# Problem description:
Copy the records below, renaming each "palm tree" to "coconut palm" and changing nothing else.

____ Material for the task

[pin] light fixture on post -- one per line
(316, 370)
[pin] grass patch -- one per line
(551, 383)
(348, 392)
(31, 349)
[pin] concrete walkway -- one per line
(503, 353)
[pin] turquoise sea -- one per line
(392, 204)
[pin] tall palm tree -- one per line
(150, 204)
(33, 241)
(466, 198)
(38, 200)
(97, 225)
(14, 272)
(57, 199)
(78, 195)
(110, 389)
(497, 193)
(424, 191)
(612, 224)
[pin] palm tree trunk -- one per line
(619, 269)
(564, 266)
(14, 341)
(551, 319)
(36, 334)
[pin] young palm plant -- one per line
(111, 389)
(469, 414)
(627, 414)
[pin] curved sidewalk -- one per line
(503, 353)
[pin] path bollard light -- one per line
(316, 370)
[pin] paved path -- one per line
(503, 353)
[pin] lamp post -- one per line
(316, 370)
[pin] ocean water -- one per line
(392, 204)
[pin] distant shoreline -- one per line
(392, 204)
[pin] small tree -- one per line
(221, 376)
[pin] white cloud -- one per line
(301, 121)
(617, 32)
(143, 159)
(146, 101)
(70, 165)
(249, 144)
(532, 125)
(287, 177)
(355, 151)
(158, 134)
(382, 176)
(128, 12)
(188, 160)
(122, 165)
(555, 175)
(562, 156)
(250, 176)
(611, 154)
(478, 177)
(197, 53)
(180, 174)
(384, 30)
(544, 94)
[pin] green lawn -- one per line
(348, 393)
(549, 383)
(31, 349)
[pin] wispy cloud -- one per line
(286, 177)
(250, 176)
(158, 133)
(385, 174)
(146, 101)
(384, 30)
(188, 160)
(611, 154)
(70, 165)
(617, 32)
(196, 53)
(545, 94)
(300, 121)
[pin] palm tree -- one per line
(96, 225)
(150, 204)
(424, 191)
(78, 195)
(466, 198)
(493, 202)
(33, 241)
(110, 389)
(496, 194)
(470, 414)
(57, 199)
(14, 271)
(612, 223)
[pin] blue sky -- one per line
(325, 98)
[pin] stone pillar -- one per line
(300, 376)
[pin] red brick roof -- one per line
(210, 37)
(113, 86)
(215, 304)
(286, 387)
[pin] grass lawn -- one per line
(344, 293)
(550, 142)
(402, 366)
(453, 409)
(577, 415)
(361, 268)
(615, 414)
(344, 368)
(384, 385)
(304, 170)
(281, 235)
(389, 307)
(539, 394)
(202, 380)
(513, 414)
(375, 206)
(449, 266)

________

# Task result:
[pin] light fixture on post -- one per line
(316, 370)
[pin] grass patch -- one per line
(551, 383)
(348, 392)
(31, 349)
[pin] concrete walkway -- one per line
(503, 353)
[pin] turquoise sea -- one per line
(392, 204)
[pin] tall coconut palm -- one per line
(150, 204)
(33, 241)
(466, 198)
(38, 200)
(97, 225)
(14, 272)
(57, 199)
(78, 195)
(110, 389)
(497, 193)
(424, 191)
(612, 224)
[pin] coconut palm trunk -- one per line
(619, 269)
(564, 266)
(14, 341)
(551, 319)
(36, 334)
[pin] young palm plant -- one per line
(111, 389)
(469, 414)
(627, 414)
[pin] curved sidewalk -- one per line
(503, 353)
[pin] path bollard light -- one per line
(316, 370)
[pin] paved path -- one per line
(503, 353)
[pin] lamp post -- one per line
(316, 370)
[pin] ocean water -- one per line
(392, 204)
[pin] distant shoreline -- one per line
(392, 204)
[pin] small tree -- one per line
(221, 376)
[pin] white cloud -- one per line
(301, 121)
(617, 32)
(143, 159)
(146, 101)
(70, 165)
(249, 144)
(532, 125)
(287, 177)
(355, 151)
(158, 134)
(382, 176)
(128, 12)
(188, 160)
(122, 165)
(555, 175)
(562, 156)
(250, 176)
(611, 154)
(478, 177)
(197, 53)
(180, 174)
(384, 30)
(544, 94)
[pin] green lawn -- one per line
(348, 393)
(549, 383)
(31, 349)
[pin] wispy cloud -- one per line
(286, 177)
(250, 176)
(158, 133)
(385, 174)
(146, 101)
(384, 30)
(188, 160)
(611, 154)
(70, 165)
(617, 32)
(196, 53)
(545, 94)
(300, 121)
[pin] coconut palm -- one per line
(96, 225)
(150, 204)
(424, 191)
(78, 195)
(466, 198)
(493, 202)
(33, 241)
(110, 389)
(496, 194)
(470, 414)
(57, 199)
(14, 271)
(612, 223)
[pin] blue sky -- one per line
(325, 98)
[pin] stone pillar -- one per line
(300, 376)
[pin] red brick roof -- one per line
(210, 37)
(113, 86)
(215, 304)
(286, 387)
[pin] grass lawn -- one per line
(344, 293)
(550, 142)
(402, 366)
(453, 409)
(577, 415)
(361, 268)
(615, 414)
(344, 368)
(384, 385)
(304, 170)
(281, 235)
(389, 307)
(539, 394)
(202, 380)
(513, 414)
(375, 206)
(449, 266)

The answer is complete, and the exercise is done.